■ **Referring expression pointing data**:
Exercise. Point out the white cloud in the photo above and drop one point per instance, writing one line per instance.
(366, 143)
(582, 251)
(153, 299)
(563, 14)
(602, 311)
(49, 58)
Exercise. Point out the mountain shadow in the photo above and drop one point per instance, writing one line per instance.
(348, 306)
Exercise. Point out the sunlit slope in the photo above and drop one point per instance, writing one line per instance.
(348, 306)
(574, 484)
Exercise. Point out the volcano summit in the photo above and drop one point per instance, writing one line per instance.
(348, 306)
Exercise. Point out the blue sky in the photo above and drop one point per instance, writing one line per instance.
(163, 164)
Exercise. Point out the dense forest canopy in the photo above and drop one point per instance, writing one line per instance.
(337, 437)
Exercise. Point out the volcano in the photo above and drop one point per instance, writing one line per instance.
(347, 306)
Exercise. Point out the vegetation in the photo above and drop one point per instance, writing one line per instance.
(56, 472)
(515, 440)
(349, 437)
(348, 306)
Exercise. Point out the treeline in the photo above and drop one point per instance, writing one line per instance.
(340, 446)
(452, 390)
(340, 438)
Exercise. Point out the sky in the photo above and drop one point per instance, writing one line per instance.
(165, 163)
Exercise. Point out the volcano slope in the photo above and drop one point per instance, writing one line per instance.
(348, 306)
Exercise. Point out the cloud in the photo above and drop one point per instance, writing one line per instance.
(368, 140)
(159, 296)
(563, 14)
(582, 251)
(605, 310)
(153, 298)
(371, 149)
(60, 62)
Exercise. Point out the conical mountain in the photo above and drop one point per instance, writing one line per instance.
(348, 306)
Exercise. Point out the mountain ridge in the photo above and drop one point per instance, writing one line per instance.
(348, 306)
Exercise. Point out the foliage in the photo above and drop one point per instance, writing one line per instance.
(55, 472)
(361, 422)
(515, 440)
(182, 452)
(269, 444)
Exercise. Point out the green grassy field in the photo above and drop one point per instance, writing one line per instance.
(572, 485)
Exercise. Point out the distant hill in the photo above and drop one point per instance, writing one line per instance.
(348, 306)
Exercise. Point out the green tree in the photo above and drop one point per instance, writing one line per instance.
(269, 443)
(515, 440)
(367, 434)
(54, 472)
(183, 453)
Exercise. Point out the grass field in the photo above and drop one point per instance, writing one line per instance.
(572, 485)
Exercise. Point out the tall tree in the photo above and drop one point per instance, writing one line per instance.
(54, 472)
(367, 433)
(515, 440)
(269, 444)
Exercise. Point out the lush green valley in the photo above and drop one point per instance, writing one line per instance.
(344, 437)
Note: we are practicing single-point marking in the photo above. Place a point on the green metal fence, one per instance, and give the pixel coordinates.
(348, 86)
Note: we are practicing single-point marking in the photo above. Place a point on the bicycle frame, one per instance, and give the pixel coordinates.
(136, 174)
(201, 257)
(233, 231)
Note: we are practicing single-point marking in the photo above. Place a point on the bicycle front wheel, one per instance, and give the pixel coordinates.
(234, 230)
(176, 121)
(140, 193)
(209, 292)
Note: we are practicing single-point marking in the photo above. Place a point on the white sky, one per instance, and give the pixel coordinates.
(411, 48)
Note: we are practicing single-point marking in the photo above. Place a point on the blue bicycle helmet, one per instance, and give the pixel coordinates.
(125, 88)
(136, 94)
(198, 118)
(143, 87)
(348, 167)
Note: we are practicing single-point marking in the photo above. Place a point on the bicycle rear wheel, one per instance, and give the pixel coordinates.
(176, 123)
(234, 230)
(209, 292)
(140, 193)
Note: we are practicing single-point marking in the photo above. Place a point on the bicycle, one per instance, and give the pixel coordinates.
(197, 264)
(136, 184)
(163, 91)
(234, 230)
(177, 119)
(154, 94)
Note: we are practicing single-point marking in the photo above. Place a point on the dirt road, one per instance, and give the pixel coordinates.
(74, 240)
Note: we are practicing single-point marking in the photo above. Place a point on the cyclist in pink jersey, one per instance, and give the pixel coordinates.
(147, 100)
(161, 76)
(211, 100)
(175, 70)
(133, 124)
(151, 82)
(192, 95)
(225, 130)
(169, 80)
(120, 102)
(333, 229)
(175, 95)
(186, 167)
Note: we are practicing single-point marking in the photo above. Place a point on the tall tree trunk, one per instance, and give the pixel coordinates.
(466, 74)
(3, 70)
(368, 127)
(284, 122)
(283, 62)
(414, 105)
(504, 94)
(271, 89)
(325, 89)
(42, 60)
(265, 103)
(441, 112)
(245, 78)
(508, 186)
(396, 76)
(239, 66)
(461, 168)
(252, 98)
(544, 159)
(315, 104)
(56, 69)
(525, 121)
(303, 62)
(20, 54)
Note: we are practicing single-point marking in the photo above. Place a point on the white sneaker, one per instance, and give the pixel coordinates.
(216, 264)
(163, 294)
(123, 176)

■ **Task**:
Make an exact copy of every entry.

■ **Answer for this exercise**:
Exercise. Point out the white cloud in the photo above and drop one point per instance, writing one line per instance.
(366, 143)
(582, 251)
(153, 299)
(563, 14)
(602, 311)
(49, 58)
Exercise. Point out the mountain shadow in the photo above and drop one point per instance, writing one line per instance.
(348, 306)
Exercise. Point out the sunlit slope in the photo above and drop one point per instance, writing one line per instance.
(348, 306)
(574, 484)
Exercise. Point out the volcano summit in the photo above and drop one point per instance, writing one line per instance.
(348, 306)
Exercise. Point out the blue sky in the photo above and drop one point per instance, writing one line per instance.
(163, 164)
Exercise. Point out the dense forest canopy in the photo above and drop one point per instance, writing one line per instance.
(337, 437)
Exercise. Point out the volcano in the photo above and drop one point per instance, writing one line per instance.
(347, 306)
Exercise. Point out the vegetation in the photo above and drop one point per instance, writing one line per instance.
(56, 472)
(515, 440)
(349, 437)
(348, 306)
Exercise. Point out the treeline in the photo above and drop one point per instance, writing one line per instance.
(340, 446)
(452, 390)
(340, 438)
Exercise. Point out the sky in the photo above and drop one point per instance, writing one line per instance.
(165, 163)
Exercise. Point out the volcano slope in the photo above and drop one point per instance, writing one line per instance.
(348, 306)
Exercise. Point out the cloud in the photo above and drop one point per instance, writing one line per instance.
(368, 140)
(159, 296)
(563, 14)
(582, 251)
(605, 310)
(153, 298)
(371, 149)
(60, 62)
Exercise. Point out the conical mountain in the photo above and drop one point per instance, writing one line per instance.
(348, 306)
Exercise. Point out the mountain ridge in the photo above and drop one point per instance, writing one line per instance.
(348, 306)
Exercise. Point out the foliage in the photo above and drop one point per instance, writing one line per instance.
(55, 472)
(361, 422)
(515, 440)
(182, 452)
(269, 444)
Exercise. Point out the green grassy field in the photo above and drop one point per instance, writing one line per instance.
(572, 485)
Exercise. Point out the distant hill in the photo above and drop one point per instance, writing one line per instance.
(348, 306)
Exercise. Point out the green tree in the photo above and drop one point per instance, writing one line per instance.
(269, 443)
(515, 440)
(367, 434)
(54, 472)
(183, 453)
Exercise. Point out the grass field in the photo above and drop one point per instance, writing one line per instance.
(572, 485)
Exercise. Point out the tall tree in the photo above and drop one point per instance, writing one line per instance.
(54, 472)
(367, 433)
(515, 440)
(269, 444)
Exercise. Point out the lush green valley in the photo above and drop one point per instance, writing one line per instance.
(344, 437)
Note: we are practicing single-point marking in the photo above. Place a point on the green metal fence, one per instance, and give the pixel coordinates.
(348, 86)
Note: we are practicing single-point marking in the photo above. Place a point on the bicycle frame, one per instance, and give the pixel coordinates.
(136, 174)
(201, 257)
(233, 231)
Note: we are practicing single-point marking in the photo above. Place a point on the bicycle front wheel, one per instance, and give the pixel coordinates.
(234, 230)
(176, 121)
(140, 193)
(209, 292)
Note: we are practicing single-point marking in the photo above. Place a point on the white sky, one per instance, and give the pixel coordinates.
(411, 48)
Note: we are practicing single-point marking in the photo above. Place a point on the blue bicycle helmet, one per instance, and give the pixel coordinates.
(125, 88)
(136, 94)
(198, 118)
(143, 87)
(348, 167)
Note: we are practicing single-point marking in the photo above. Place a point on the bicycle rear wheel, one per instance, and give the pixel coordinates.
(176, 123)
(234, 230)
(209, 292)
(140, 193)
Note: we are practicing single-point marking in the photo above. Place a point on the bicycle, one per instance, and give the pixel coordinates.
(197, 264)
(136, 184)
(163, 91)
(234, 230)
(177, 119)
(154, 94)
Note: we are practicing single-point marking in the photo above. Place a point on the dirt road, one per instance, and give the pixel coordinates.
(74, 240)
Note: we are practicing single-point marking in the photo above. Place a point on the cyclist in pink jersey, one per instance, and give the pixel coordinates.
(147, 100)
(161, 76)
(211, 100)
(175, 70)
(133, 124)
(151, 82)
(192, 95)
(225, 130)
(169, 80)
(120, 102)
(333, 229)
(175, 95)
(186, 167)
Note: we are practicing single-point marking in the photo above. Place a point on the tall tree trunk, one per instance, and give the pixel coordinates.
(466, 74)
(3, 70)
(368, 127)
(284, 122)
(283, 62)
(414, 105)
(504, 94)
(271, 89)
(325, 89)
(42, 60)
(265, 103)
(441, 112)
(245, 78)
(508, 186)
(396, 76)
(239, 66)
(461, 168)
(252, 98)
(544, 159)
(315, 104)
(56, 69)
(525, 121)
(303, 62)
(20, 54)
Note: we are practicing single-point marking in the photo above. Place a point on the white sneaker, one per instance, and give the pixel coordinates.
(216, 264)
(163, 294)
(123, 176)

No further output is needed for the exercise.